### DOCUMENT SECTION ###

# Bit or bitless?



## Lizzieloo369 (Mar 12, 2017)

Hi, what are people's views/opinions on bit or bitless bridles? 

My horse is currently on a snaffle but I'm considering changing to bitless to see if he's better, he doesn't really work on the bit and just throws his head in the air and seems to get get agitated quickly. 

Is bitless the way forward for us?


----------



## Rafa (Jun 18, 2012)

Hi.

Not necessarily. If your horse isn't accepting a snaffle and actually becoming agitated, I would begin by ensuring the bit fits properly and I would have his mouth thoroughly checked by a Vet, if you haven't already.


----------



## Lizzieloo369 (Mar 12, 2017)

Hi 

I had a dentist out to him about 2 years ago and he said his mouth was in good shape, perhaps a vet is the step. But I have also put in him a straight bar rubber snaffle and that still agitated him and I'm soft on his mouth when riding - naturally.


----------



## Rafa (Jun 18, 2012)

How old is he and, has he always been ridden in a snaffle?

What Breed is he and has he ever had a back problem? Throwing is head up could be caused by discomfort in his back.


----------



## Rafa (Jun 18, 2012)

I really wouldn't advise a bitless bridle at this stage as they can be very severe.

In my opinion, your best course of action is to book a lesson with a reputable instructor who will be able to identify the cause of the problem and advise you.

Head carriage problems are not always related to the mouth - it could be back, behavioural or simply reluctance, but a good Instructor should be able to identify which.


----------



## Lizzieloo369 (Mar 12, 2017)

Sweety said:


> I really wouldn't advise a bitless bridle at this stage as they can be very severe.
> 
> In my opinion, your best course of action is to book a lesson with a reputable instructor who will be able to identify the cause of the problem and advise you.
> 
> Head carriage problems are not always related to the mouth - it could be back, behavioural or simply reluctance, but a good Instructor should be able to identify which.


Thank you I will take this on board


----------



## Elles (Aug 15, 2011)

2 years is quite a long time. Most horses have yearly, or even 6 monthly dental appointments, they can develop sharp edges. I would start by getting her teeth and mouth checked by a vet who specialises, or an edt.

There are many different types of bitless bridles, from soft head-collar types to severe metal leverage types. If you did decide to try bitless, but have never tried before, it would be an idea to get an experienced instructor who is familiar with training and riding bitless to get you started. I use a bitless bridle called a Transcend, but spent some time teaching my horse to be light and responsive from the ground first with reward based training. If the horse and rider aren't taught how to use a bitless bridle they can end up in a pulling match, or with the horse leaning or hollowing anyway, just the same as with a bit. Personally I like bitless bridles, although I do also use a bit. My horse and I go out on snackahacks and I think it's nicer for her without a bit in her mouth. 

Of course as has already been mentioned, the problem may not originate in the mouth, or be due to the bit. It could back or saddle, or even hocks, or just that the horse doesn't know how to respond to a bit. A good instructor should be able to assist you, but I'd definitely get your horse's teeth and mouth checked as a priority.

###

» REQUIRED ACTION A: In the forum thread on bit or bitless bridles, reproduce the passage between "Is bitless the" and "you haven't already.", inclusive, swapping "snaffle" for "pelham".
» REQUIRED ACTION B: Extend the bit-or-bitless bridle thread with the next post, picking up after its final sentence.

### DATA SEGMENT ###

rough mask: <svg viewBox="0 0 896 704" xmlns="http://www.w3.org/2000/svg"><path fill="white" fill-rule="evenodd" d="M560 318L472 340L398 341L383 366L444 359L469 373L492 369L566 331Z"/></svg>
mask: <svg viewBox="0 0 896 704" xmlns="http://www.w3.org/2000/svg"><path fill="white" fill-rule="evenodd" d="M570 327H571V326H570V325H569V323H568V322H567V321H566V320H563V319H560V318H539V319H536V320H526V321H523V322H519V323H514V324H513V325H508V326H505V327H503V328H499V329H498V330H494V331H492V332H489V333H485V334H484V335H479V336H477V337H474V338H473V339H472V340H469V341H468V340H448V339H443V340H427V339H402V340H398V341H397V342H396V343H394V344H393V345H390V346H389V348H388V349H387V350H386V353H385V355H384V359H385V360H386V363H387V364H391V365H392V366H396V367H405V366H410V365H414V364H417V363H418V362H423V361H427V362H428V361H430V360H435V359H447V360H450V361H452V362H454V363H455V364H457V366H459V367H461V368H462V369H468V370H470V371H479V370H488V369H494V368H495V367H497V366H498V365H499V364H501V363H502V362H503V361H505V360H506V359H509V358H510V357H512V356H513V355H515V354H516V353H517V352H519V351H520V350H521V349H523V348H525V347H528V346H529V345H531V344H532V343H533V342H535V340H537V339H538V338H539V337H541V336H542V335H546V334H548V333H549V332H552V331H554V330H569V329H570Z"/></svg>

###

» ANSWER AREA A:
Is bitless the way forward for us?


----------



## Rafa (Jun 18, 2012)

Hi.

Not necessarily. If your horse isn't accepting a pelham and actually becoming agitated, I would begin by ensuring the bit fits properly and I would have his mouth thoroughly checked by a Vet, if you haven't already.

» ANSWER AREA B:
----------



## Lizzieloo369 (Mar 12, 2017)

Elles said:


> 2 years is quite a long time. Most horses have yearly, or even 6 monthly dental appointments, they can develop sharp edges. I would start by getting her teeth and mouth checked by a vet who specialises, or an edt.
> 
> There are many different types of bitless bridles, from soft head-collar types to severe metal leverage types. If you did decide to try bitless, but have never tried before, it would be an idea to get an experienced instructor who is familiar with training and riding bitless to get you started. I use a bitless bridle called a Transcend, but spent some time teaching my horse to be light and responsive from the ground first with reward based training. If the horse and rider aren't taught how to use a bitless bridle they can end up in a pulling match, or with the horse leaning or hollowing anyway, just the same as with a bit. Personally I like bitless bridles, although I do also use a bit. My horse and I go out on snackahacks and I think it's nicer for her without a bit in her mouth.
> 
> Of course as has already been mentioned, the problem may not originate in the mouth, or be due to the bit. It could back or saddle, or even hocks, or just that the horse doesn't know how to respond to a bit. A good instructor should be able to assist you, but I'd definitely get your horse's teeth and mouth checked as a priority.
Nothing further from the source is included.